- [TEXT SHOWN]:
-- Start --
I am pretty sure its me using it wrong but I cant spot the mistake for the life of me.

devqazi avatar Oct 11 '23 15:10 devqazi

@devqazi Thank you for the report.

encode expects a String argument to meet the conditions of btoa:

strings in which the code point of each character occupies only one byte.

Javascript String uses UTF-16. Code points in the input string exceed what one byte can store:

Example:

// Javascript represents string as sequence of UTF-16.
let originalString = "美";
console.log(`originalString.codePointAt(0)=${originalString.codePointAt(0)}`); // Prints: 
// Prints: originalString.codePointAt(0)=32654

Try encoding the string to a Buffer first:

const data = { a: "美味しい", b: "مزیدار" };
let originalString = JSON.stringify(data);
console.log("Original:", originalString);

// Encode string to sequence of bytes in UTF-8.
const originalStringBuffer = Buffer.from(originalString, "utf-8");

let encodedRaw = base122.encode(originalStringBuffer);
let encodedString = Buffer.from(encodedRaw, "utf-8").toString();
console.log("Encoded:", encodedString);

let decodedRaw = base122.decode(encodedString);
let decodedString = Buffer.from(decodedRaw).toString("utf-8");
console.log("Decoded:", decodedString);

Outputs:

Original: {"a":"美味しい","b":"مزیدار"}
Encoded: =HL↕◄hEg_#יˏG☺Kxp↑XGΖf♂XY6qME?1'l,$'h
Decoded: {"a":"美味しい","b":"مزیدار"}

I think an improvement is to have encode throw an exception if given a string with code points that occupy more than one byte. This is proposed in https://github.com/kevinAlbs/Base122/pull/15

kevinAlbs avatar Oct 15 '23 01:10 kevinAlbs

The key info here was JS storing strings as UTF-16. I don't know why I thought JS uses UTF-8 for strings by default.

devqazi avatar Oct 15 '23 10:10 devqazi

https://github.com/kevinAlbs/Base122/pull/15 is merged. Closing.

kevinAlbs avatar Oct 17 '23 01:10 kevinAlbs
-- End --
- [INPUT]:
-- Start --
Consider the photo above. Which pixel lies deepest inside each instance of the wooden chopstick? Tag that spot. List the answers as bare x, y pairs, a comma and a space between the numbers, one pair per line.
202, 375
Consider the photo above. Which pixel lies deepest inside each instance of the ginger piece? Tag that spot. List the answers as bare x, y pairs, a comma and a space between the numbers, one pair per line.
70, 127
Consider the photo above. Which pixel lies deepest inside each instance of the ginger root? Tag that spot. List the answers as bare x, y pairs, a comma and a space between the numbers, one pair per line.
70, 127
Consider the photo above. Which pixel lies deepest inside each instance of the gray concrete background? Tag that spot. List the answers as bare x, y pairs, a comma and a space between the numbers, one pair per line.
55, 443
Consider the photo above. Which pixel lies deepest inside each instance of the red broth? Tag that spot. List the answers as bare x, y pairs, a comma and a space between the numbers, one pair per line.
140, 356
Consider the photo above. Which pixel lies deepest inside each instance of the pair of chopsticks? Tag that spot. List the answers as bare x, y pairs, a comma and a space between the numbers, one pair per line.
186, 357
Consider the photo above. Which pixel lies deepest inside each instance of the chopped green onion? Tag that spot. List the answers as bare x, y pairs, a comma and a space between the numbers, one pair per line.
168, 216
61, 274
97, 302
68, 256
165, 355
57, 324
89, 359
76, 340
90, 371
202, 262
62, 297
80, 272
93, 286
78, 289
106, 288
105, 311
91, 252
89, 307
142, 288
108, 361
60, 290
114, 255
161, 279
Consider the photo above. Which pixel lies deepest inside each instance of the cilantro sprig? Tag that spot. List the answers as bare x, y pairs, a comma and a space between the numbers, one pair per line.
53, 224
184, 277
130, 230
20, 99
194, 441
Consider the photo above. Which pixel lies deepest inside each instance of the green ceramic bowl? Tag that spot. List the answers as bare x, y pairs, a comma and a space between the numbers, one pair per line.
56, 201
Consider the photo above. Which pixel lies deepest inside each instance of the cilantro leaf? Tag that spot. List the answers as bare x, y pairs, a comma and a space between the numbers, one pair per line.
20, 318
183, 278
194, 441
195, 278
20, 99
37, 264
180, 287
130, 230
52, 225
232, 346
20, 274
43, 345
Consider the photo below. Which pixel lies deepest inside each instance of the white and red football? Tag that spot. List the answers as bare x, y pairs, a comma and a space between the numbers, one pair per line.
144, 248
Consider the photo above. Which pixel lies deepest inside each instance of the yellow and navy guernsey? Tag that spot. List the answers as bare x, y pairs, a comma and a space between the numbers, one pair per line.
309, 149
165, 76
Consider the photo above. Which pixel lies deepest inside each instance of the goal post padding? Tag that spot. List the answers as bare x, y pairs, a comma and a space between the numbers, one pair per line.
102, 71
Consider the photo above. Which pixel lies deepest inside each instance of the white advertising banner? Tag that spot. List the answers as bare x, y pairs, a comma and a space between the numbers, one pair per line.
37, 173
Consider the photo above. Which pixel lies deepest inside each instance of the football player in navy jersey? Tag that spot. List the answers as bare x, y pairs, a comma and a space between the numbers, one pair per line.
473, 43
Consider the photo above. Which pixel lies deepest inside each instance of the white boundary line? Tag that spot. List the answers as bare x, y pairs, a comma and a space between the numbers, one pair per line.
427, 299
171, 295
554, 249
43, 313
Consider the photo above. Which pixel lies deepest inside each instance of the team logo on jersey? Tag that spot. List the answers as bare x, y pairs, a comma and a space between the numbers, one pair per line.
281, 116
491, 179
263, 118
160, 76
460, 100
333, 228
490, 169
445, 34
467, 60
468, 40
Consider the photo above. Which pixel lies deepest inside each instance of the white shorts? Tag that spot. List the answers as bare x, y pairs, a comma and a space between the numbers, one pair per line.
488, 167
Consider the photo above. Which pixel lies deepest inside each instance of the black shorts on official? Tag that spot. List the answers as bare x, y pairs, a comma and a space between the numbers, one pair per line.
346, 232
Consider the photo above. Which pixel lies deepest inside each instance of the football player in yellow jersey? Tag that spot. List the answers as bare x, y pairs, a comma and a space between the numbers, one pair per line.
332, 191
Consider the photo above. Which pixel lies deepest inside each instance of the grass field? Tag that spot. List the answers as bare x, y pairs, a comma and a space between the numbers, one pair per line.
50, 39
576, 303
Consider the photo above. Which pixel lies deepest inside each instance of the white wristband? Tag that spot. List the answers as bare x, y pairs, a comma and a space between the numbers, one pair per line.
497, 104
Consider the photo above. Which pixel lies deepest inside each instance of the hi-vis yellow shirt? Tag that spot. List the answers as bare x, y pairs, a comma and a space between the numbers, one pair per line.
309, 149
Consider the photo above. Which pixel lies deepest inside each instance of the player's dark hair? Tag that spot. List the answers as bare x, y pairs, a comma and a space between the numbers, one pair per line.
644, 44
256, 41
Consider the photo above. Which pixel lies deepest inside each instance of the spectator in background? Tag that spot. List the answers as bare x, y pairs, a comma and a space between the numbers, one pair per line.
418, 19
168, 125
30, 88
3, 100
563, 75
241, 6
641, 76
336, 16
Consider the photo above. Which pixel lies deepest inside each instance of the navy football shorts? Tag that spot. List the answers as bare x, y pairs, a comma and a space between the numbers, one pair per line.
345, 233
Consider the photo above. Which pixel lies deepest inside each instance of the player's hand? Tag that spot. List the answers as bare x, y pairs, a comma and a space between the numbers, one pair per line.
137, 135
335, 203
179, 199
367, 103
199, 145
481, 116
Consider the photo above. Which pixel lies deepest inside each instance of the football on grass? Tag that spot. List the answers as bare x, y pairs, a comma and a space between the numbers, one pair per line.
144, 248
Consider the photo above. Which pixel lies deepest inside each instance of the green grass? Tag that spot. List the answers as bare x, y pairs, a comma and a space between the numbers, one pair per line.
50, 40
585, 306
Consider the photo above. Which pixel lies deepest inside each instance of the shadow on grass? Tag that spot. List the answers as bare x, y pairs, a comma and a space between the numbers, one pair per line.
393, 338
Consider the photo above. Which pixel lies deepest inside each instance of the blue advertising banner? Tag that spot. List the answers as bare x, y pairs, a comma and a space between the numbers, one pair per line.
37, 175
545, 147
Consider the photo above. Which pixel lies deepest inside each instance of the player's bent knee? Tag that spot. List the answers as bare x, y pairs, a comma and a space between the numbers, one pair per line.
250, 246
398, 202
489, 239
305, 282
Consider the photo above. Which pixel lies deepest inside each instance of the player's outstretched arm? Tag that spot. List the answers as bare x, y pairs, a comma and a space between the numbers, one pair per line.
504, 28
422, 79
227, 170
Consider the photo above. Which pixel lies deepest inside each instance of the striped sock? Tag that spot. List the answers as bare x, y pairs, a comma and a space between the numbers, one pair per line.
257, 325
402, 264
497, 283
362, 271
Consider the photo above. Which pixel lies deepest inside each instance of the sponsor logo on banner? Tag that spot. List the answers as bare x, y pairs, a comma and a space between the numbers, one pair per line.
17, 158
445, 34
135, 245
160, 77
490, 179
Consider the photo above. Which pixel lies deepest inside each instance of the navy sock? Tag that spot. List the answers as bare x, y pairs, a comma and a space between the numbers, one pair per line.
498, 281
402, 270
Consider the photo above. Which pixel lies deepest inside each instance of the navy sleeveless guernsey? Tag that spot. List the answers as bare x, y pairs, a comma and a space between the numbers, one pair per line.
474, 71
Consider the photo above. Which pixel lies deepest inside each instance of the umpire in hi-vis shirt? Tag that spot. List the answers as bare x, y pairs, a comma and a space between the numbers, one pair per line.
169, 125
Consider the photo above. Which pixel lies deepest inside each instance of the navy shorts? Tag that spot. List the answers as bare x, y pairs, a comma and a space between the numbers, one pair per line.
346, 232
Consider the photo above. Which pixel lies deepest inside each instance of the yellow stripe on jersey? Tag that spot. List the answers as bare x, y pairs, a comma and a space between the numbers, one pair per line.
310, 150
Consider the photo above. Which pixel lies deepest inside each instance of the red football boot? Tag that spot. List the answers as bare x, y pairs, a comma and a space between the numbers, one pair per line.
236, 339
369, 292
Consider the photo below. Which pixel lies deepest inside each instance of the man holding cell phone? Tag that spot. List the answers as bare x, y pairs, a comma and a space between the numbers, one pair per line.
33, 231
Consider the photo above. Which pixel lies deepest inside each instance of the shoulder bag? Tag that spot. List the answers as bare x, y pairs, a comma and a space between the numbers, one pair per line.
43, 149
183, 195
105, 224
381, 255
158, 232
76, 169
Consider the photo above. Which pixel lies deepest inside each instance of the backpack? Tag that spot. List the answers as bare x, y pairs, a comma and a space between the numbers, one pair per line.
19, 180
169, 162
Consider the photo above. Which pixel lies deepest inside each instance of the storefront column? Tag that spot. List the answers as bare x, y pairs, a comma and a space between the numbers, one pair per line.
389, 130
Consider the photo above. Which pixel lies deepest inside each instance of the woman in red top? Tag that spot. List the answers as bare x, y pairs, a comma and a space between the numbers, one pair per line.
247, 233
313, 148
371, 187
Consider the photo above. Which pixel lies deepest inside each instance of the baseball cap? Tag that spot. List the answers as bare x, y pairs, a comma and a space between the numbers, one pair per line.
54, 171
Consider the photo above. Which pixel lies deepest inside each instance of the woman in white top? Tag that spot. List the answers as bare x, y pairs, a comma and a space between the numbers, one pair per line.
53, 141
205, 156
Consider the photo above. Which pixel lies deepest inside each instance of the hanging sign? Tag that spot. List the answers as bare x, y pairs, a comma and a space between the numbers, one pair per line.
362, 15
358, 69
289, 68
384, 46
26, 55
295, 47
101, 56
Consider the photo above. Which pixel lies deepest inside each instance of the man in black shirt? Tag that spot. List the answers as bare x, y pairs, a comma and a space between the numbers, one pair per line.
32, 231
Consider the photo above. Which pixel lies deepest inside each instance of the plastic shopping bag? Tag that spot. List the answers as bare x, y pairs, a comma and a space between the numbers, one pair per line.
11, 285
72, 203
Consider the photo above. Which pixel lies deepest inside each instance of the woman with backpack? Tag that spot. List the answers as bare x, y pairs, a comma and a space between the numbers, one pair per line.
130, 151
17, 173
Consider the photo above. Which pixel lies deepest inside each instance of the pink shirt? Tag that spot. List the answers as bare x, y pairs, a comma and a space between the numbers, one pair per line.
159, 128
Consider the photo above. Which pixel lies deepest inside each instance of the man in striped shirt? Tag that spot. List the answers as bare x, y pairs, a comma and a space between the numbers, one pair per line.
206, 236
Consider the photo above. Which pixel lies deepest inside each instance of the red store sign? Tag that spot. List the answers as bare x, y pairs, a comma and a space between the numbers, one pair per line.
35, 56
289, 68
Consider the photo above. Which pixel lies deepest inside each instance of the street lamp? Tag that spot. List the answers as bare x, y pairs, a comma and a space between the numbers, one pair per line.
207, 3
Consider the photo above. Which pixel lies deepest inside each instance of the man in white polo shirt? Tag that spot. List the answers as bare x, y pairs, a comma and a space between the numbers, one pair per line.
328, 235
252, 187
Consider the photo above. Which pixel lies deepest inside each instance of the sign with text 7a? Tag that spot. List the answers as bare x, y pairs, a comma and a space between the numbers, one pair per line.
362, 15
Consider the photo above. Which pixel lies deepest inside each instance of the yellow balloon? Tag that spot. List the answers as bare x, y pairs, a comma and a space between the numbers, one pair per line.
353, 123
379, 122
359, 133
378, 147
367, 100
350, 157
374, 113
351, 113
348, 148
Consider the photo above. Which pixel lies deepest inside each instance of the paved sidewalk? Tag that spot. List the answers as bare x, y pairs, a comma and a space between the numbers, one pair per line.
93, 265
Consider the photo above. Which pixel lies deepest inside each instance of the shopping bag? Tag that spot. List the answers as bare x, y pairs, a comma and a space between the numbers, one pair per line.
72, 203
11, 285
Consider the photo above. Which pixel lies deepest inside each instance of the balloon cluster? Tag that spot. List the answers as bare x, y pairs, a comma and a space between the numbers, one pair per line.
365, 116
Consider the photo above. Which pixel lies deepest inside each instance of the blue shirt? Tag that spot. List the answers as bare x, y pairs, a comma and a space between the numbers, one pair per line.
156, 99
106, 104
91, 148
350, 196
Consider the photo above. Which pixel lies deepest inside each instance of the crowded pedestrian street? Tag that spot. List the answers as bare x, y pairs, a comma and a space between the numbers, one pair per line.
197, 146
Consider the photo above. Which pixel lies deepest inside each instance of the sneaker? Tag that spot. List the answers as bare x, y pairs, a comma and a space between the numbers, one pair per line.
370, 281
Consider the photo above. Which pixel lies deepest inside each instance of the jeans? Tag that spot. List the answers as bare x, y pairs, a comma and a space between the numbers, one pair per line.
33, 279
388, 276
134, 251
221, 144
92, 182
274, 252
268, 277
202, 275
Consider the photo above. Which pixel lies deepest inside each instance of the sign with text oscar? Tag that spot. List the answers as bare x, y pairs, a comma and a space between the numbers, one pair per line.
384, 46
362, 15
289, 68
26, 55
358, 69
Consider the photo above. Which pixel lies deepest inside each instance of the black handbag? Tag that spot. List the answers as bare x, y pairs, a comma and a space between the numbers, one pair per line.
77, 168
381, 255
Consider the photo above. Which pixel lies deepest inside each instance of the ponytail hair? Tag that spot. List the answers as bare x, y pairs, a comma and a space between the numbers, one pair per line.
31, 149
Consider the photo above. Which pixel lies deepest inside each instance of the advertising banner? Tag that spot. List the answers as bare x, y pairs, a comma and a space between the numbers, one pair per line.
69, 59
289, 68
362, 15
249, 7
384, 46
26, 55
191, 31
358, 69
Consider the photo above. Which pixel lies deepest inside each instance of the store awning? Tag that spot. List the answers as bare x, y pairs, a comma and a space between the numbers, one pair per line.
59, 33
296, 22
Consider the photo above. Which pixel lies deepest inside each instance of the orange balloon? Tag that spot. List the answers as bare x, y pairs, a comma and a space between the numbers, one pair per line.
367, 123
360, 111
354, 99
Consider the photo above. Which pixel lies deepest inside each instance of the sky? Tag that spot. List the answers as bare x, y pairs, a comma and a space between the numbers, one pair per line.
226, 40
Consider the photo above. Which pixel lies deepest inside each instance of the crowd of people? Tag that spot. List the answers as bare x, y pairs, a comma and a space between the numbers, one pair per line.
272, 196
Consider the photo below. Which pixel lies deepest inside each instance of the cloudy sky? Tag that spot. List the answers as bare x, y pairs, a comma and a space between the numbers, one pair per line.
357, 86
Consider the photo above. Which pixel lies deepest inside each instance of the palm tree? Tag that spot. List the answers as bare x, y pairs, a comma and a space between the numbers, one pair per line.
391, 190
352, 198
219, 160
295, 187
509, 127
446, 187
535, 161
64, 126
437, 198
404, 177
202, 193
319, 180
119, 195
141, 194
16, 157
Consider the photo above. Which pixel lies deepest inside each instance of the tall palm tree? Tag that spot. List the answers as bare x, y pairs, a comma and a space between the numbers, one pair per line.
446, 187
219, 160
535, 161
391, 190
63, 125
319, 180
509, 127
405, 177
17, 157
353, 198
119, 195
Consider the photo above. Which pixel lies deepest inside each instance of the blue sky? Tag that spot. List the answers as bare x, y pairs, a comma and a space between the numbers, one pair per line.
-- End --
- [REQUIRED WORK]:
a - Name each distinct variable that the code in the Base122 thread declares with let or const.
b - Pick out and copy every line of the listing that contains the string "plastic". Case counts.

- [RESULTS IN ORDER]:
a -
data
originalString
originalStringBuffer
encodedRaw
encodedString
decodedRaw
decodedString

b -
Consider the photo above. Which pixel lies deepest inside each instance of the plastic shopping bag? Tag that spot. List the answers as bare x, y pairs, a comma and a space between the numbers, one pair per line.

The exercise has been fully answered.